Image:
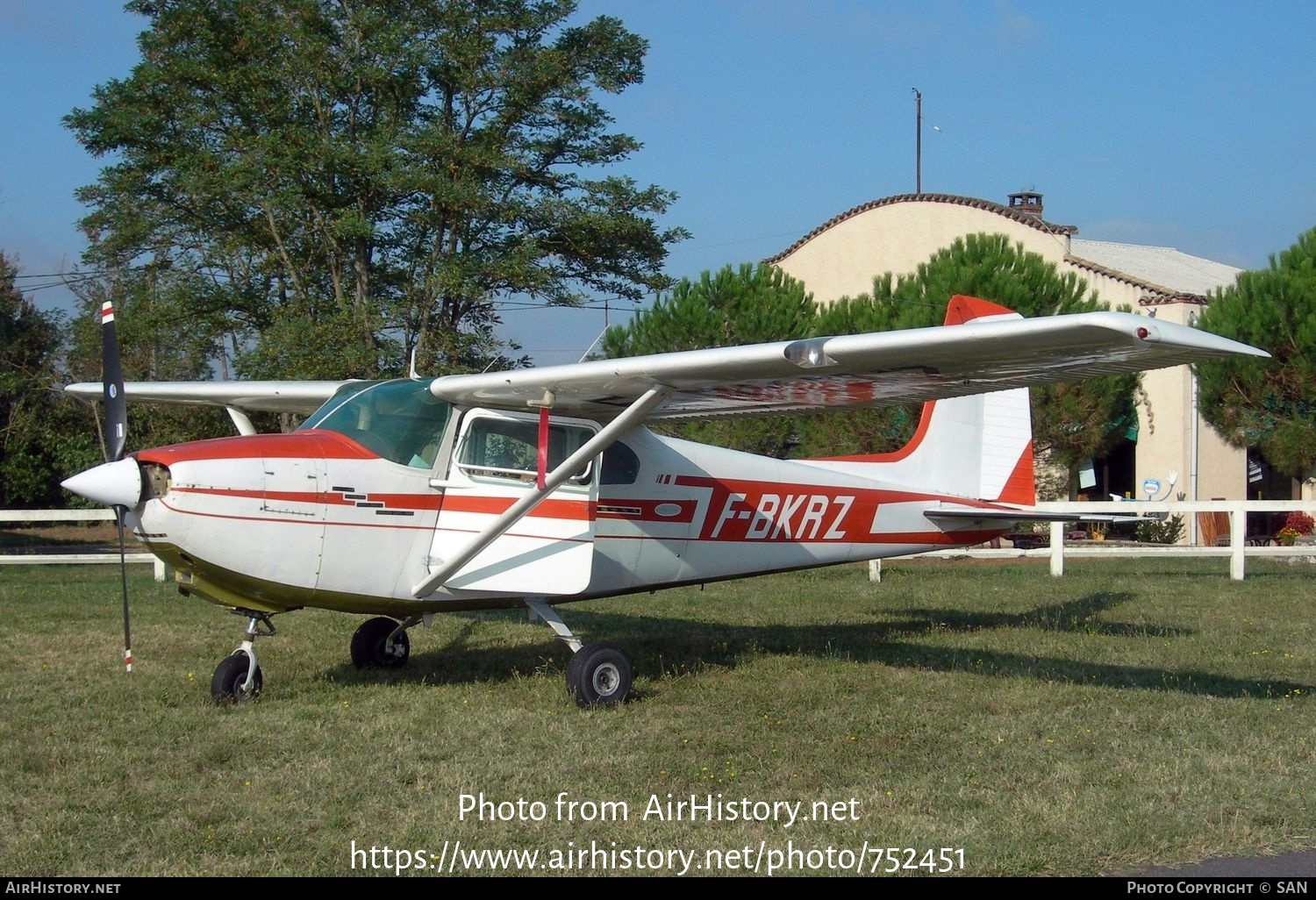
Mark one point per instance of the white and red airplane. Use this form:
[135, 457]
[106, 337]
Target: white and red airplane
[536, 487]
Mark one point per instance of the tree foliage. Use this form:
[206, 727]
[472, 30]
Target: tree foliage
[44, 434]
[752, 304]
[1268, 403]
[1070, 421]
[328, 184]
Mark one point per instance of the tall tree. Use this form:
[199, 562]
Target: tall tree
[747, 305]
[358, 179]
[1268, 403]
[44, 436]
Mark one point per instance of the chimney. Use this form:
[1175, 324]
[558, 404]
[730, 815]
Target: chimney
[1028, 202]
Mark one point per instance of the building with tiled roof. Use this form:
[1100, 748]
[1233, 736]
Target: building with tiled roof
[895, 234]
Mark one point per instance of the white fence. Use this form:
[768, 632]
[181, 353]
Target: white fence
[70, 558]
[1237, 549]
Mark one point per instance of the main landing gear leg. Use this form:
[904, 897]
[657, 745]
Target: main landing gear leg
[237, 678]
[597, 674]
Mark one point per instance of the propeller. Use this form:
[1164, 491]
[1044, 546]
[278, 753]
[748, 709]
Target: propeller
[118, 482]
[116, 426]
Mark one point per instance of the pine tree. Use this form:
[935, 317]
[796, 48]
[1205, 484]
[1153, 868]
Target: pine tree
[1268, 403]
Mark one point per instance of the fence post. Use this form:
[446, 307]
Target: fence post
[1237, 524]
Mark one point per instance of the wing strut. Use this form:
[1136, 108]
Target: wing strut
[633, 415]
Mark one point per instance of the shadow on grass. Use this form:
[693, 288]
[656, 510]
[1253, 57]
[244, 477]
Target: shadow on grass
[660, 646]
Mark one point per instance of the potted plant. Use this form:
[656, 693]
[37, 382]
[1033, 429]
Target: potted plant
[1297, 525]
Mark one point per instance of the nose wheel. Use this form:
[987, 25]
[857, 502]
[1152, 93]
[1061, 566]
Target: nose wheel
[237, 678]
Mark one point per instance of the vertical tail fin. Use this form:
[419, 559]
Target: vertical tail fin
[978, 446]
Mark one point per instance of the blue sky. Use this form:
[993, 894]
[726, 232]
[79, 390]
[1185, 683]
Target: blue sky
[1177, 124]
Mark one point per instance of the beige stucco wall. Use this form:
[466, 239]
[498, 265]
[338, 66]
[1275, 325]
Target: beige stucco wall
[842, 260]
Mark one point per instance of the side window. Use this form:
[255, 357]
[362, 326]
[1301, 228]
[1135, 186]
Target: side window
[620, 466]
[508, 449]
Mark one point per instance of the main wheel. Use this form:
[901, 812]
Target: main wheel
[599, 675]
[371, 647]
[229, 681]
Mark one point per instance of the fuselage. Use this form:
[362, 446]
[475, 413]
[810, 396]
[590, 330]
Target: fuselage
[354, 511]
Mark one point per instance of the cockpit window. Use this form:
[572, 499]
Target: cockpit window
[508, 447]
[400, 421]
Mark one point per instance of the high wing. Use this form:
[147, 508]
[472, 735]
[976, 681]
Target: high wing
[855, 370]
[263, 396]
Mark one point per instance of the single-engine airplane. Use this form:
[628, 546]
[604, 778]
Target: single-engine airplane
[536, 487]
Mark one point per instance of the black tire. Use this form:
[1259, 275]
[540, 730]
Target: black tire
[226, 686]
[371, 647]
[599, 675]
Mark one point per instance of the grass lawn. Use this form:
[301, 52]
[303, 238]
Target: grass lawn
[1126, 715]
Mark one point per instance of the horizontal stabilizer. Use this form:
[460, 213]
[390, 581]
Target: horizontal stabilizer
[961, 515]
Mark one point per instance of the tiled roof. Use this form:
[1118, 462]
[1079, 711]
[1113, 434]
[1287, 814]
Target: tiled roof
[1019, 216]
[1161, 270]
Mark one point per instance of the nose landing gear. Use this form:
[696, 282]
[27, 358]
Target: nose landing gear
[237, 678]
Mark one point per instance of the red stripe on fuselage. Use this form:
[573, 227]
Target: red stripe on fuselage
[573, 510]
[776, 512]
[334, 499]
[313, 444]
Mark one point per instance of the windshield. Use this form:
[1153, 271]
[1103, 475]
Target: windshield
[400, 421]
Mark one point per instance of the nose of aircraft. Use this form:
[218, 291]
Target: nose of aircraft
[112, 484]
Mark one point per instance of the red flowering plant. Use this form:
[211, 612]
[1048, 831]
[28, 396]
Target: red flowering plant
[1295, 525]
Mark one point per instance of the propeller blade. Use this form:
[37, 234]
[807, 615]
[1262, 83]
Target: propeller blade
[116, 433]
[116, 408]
========
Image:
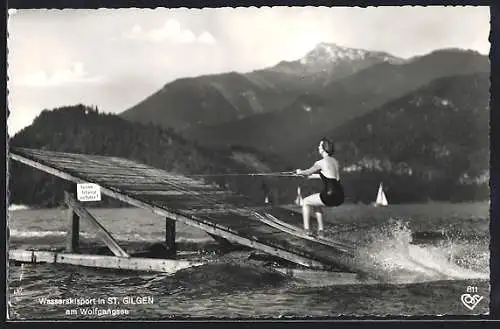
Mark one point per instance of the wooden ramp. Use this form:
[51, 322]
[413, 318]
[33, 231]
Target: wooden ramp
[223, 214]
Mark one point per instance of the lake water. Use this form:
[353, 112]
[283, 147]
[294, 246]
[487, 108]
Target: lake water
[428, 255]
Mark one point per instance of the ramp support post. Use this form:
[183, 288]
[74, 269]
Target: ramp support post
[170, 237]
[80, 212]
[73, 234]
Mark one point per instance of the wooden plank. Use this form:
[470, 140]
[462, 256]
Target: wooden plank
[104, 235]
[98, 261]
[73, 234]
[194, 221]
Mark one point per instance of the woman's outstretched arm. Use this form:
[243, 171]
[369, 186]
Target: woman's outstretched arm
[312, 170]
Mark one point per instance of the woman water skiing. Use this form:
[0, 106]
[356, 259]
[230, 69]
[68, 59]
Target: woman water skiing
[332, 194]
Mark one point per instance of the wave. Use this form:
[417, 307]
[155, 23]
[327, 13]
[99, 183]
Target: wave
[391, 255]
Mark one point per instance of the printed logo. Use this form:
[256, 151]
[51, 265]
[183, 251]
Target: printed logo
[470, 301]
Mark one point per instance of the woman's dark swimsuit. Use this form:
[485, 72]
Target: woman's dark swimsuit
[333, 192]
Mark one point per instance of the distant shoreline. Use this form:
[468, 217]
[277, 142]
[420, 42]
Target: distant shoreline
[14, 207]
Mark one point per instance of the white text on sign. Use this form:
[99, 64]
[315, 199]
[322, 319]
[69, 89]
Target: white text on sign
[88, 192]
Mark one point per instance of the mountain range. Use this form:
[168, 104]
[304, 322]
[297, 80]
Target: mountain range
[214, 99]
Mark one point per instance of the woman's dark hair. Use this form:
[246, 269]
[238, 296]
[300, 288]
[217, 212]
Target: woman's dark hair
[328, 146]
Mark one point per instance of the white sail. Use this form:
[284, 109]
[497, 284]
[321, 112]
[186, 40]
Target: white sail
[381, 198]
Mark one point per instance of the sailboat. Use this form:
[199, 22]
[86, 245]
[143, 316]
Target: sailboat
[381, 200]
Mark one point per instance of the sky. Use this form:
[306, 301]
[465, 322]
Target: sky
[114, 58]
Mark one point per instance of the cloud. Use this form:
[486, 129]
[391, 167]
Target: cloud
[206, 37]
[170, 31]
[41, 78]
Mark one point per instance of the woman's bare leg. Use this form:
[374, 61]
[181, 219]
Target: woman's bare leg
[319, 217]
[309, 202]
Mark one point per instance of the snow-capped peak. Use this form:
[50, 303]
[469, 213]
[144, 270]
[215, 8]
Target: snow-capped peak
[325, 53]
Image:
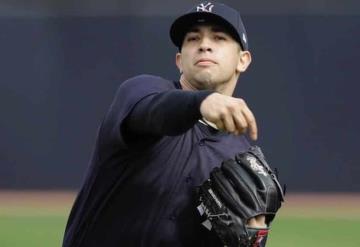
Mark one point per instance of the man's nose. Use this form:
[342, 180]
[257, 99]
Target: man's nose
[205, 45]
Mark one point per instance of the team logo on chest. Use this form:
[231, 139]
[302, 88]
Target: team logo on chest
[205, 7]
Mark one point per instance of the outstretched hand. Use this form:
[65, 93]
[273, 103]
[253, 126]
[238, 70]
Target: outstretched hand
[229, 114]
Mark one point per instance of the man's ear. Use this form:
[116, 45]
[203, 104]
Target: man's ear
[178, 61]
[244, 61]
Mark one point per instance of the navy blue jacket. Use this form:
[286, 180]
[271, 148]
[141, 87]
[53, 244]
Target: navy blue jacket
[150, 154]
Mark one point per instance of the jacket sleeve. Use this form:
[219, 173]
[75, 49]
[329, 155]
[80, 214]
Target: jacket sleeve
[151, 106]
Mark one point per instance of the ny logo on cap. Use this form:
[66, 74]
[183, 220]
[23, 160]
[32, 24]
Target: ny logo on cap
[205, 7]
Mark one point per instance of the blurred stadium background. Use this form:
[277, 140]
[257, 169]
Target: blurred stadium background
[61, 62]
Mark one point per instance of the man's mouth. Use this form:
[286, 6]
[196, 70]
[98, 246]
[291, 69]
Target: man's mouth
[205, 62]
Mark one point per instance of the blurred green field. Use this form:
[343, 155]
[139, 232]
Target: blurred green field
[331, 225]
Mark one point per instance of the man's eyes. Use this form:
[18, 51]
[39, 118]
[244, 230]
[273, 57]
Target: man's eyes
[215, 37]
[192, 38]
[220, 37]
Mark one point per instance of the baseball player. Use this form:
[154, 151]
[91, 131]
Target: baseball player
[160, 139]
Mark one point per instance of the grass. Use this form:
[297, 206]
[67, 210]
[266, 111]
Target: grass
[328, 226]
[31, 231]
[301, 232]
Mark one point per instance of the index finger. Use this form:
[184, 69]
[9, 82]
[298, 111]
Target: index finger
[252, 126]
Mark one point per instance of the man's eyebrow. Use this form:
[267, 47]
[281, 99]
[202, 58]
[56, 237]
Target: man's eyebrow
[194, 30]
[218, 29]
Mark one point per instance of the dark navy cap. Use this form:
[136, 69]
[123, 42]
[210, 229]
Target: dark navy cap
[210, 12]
========
All that should be written out is the stretch of lines above between the one holding "Target: wing strut" and the one holding "[1033, 429]", inclusive, exactly as given.

• Your solution
Target: wing strut
[633, 415]
Mark one point per instance of the shadow on grass. Use this form:
[693, 288]
[656, 510]
[1253, 57]
[244, 477]
Target: shadow on grass
[660, 646]
Mark one point per instance of the potted plant. Use this form:
[656, 693]
[37, 382]
[1033, 429]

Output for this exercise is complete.